:: A tarefa ::
Transcreve, sem qualquer alteração, o trecho do discurso sobre Portugal na Europa que vai de "Grandes transformações, certamente." a "futuro da Europa.".

:: Texto fornecido ::
====================

Sessão de Enceramento do Ciclo de Conferências ISEE/Público 1997-98 "O Futuro da Europa e de Portugal na Europa"

Porto
19 de Março de 1998


Para falar de Portugal na Europa do futuro é, em primeiro lugar, necessário situar esse mesmo futuro europeu na evolução do processo iniciado com a aprovação do Tratado de Roma. Será talvez um lugar comum - mas nem por isso passa a ser menos verdade - dizer que temos o privilégio e ao mesmo tempo a responsabilidade de viver hoje um dos momentos decisivos da Europa.
Momento decisivo que, como todos os pontos de viragem, tem os seus riscos mas que abre perspectivas aliciantes em particular para o nosso País.
Deixem-me, em primeiro lugar, olhar um pouco para trás e abranger o caminho percorrido pela Europa desde o momento da nossa adesão às comunidades europeias.
O que mais impressiona neste exercício de história é constatar a extensão do caminho percorrido e as transformações a que obrigou esse percurso.
Com efeito, nestes últimos doze anos o que era a então Comunidade Económica Europeia alargou-se a mais cinco países, entre os quais o nosso; Embora com imperfeições, realizou o mercado interno com as liberdades de circulação de pessoas, mercadorias, serviços e capitais.
Processo de consequências extraordinárias e sem paralelo na história moderna, mudou profundamente o modo de funcionamento das economias e constituiu - se, através da liberdade de circulação de pessoas, num elemento fundamental da cidadania.
Através do Tratado da União Europeia preparou-se para a criação da moeda única que está aí à porta e apontou claramente para um reforço da cooperação, na Política e na Justiça, entre os estados membros.
Foi parte integrante nas últimas negociações do GATT e assumiu compromissos, que está a cumprir, porventura com excesso de zelo em alguns domínios, no processo final de abertura ao comércio do resto do mundo.
E por último, mas certamente não menos importante, soube adaptar-se ao desafio que constituiu a queda do mundo de Berlim e das condições de equilíbrio internacional até aí prevalecentes e transformar esse desafio em factor importante de novos avanços e principalmente de confiança num futuro reforço do papel da Europa no Mundo.
Grandes transformações, certamente. Porém, e como não podia deixar de ser, atendendo à complexidade dos fenómenos em causa, surgiram concomitantemente desequilíbrios profundos a merecer a atenção de todos.
Em primeiro lugar, os avanços estão longe de ser equivalentes em todas as componentes desta profunda transformação . Se a Europa avançou decisivamente no mercado interno e na moeda única, a verdade é que na convergência política e na construção de uma cidadania europeia se ficou aquém do esperado e desejável.
Em segundo lugar, e em ligação com essa mesma cidadania, não se reduziu e ter-se-à até por ventura alargado o défice democrático, ou seja o conjunto de dificuldades que cidadãos dos estados europeus enfrentam para acompanhar com rigor e participar activamente nas grandes decisões sobre o presente e o futuro da Europa.

====================

:: Material de estudo ::
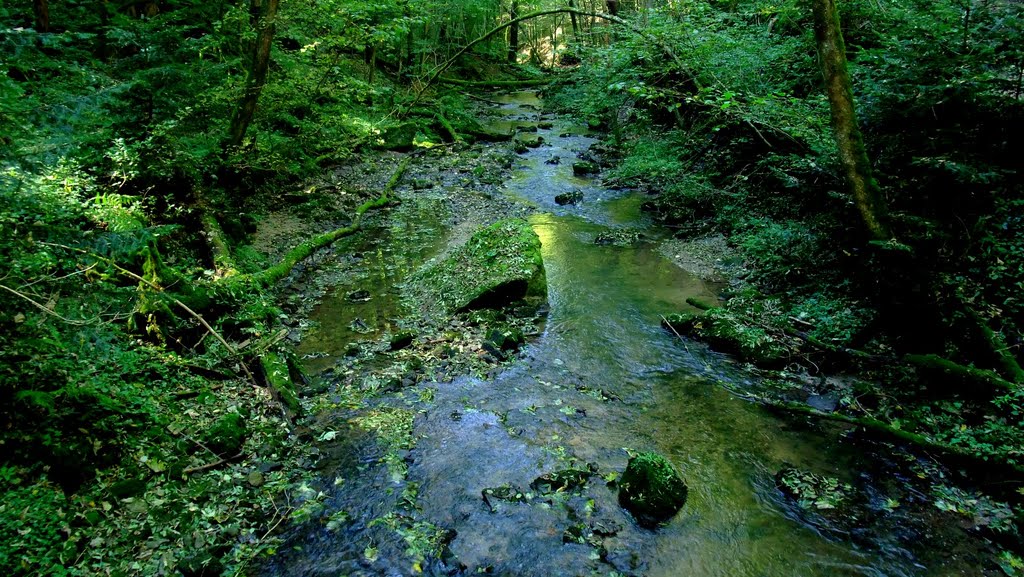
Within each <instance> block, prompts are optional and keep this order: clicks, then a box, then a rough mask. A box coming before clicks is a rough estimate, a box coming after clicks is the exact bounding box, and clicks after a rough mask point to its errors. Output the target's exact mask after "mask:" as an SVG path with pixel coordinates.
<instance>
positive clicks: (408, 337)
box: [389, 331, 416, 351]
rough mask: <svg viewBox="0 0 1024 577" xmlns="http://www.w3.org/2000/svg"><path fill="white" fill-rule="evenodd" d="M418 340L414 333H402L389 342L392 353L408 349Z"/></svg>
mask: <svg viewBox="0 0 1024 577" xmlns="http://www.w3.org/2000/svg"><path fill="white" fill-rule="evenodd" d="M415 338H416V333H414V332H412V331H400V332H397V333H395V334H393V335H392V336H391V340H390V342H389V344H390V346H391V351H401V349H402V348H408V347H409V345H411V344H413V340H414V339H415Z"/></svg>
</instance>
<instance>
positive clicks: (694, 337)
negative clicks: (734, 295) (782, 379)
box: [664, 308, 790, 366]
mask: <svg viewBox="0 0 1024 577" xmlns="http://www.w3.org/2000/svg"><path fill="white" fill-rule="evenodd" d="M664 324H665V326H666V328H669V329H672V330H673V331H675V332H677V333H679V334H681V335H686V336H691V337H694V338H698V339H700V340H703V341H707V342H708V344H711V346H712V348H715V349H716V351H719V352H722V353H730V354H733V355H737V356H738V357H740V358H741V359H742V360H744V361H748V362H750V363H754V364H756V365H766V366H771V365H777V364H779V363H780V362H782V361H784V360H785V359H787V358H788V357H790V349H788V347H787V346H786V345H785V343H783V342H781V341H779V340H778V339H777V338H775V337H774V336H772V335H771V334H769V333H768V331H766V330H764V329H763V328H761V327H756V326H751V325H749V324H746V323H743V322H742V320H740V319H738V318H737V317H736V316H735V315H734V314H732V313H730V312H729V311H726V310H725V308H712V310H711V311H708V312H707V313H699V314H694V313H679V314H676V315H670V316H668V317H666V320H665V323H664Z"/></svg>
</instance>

====================

:: Resultado do exercício ::
Grandes transformações, certamente. Porém, e como não podia deixar de ser, atendendo à complexidade dos fenómenos em causa, surgiram concomitantemente desequilíbrios profundos a merecer a atenção de todos.
Em primeiro lugar, os avanços estão longe de ser equivalentes em todas as componentes desta profunda transformação . Se a Europa avançou decisivamente no mercado interno e na moeda única, a verdade é que na convergência política e na construção de uma cidadania europeia se ficou aquém do esperado e desejável.
Em segundo lugar, e em ligação com essa mesma cidadania, não se reduziu e ter-se-à até por ventura alargado o défice democrático, ou seja o conjunto de dificuldades que cidadãos dos estados europeus enfrentam para acompanhar com rigor e participar activamente nas grandes decisões sobre o presente e o futuro da Europa.